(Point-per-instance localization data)
%%
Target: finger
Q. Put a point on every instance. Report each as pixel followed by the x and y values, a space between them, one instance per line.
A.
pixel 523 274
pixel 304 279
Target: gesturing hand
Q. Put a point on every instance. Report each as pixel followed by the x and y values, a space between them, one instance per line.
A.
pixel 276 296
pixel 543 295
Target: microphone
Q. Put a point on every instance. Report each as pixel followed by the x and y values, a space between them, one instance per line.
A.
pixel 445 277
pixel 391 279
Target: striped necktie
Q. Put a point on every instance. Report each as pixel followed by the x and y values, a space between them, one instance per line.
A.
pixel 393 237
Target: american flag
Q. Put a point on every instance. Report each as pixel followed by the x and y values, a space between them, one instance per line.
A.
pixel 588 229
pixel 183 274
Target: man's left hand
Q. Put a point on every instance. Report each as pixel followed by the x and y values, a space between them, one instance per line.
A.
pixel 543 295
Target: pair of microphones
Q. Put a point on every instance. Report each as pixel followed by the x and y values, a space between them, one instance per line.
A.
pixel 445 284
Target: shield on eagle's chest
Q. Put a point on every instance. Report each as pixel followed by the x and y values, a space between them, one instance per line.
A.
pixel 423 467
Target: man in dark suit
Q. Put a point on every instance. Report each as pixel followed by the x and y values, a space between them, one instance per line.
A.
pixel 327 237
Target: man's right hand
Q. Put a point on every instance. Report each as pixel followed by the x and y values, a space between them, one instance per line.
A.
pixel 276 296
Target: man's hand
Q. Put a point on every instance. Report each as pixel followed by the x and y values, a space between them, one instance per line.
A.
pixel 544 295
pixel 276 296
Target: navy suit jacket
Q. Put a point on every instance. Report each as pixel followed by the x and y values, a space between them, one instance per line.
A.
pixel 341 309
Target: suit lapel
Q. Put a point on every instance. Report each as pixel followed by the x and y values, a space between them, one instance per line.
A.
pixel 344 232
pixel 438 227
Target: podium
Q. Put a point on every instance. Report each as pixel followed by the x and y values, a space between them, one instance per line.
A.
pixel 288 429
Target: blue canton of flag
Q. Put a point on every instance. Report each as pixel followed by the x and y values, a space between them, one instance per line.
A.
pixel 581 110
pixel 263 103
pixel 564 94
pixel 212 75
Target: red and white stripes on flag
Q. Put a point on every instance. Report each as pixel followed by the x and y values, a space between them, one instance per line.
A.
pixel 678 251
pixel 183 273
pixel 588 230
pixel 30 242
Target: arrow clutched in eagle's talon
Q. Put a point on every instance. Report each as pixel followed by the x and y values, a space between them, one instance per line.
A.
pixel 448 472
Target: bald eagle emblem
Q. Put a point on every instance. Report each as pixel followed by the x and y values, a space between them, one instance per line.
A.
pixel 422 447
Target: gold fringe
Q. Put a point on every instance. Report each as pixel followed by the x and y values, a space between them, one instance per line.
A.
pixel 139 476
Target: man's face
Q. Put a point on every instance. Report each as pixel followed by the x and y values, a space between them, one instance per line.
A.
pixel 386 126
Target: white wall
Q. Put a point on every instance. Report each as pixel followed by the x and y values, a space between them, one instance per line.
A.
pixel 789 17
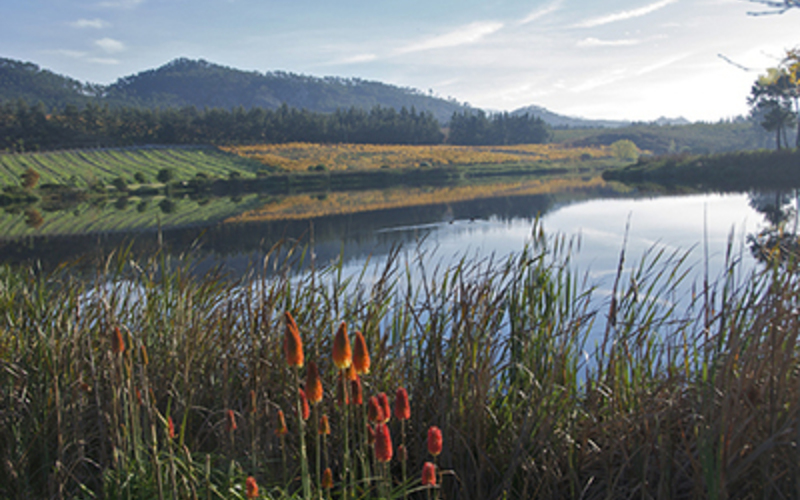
%%
Task details:
Find the lines above holding the word "white" and show them.

Response to this task:
Target: red and white stripes on flag
Target: white wall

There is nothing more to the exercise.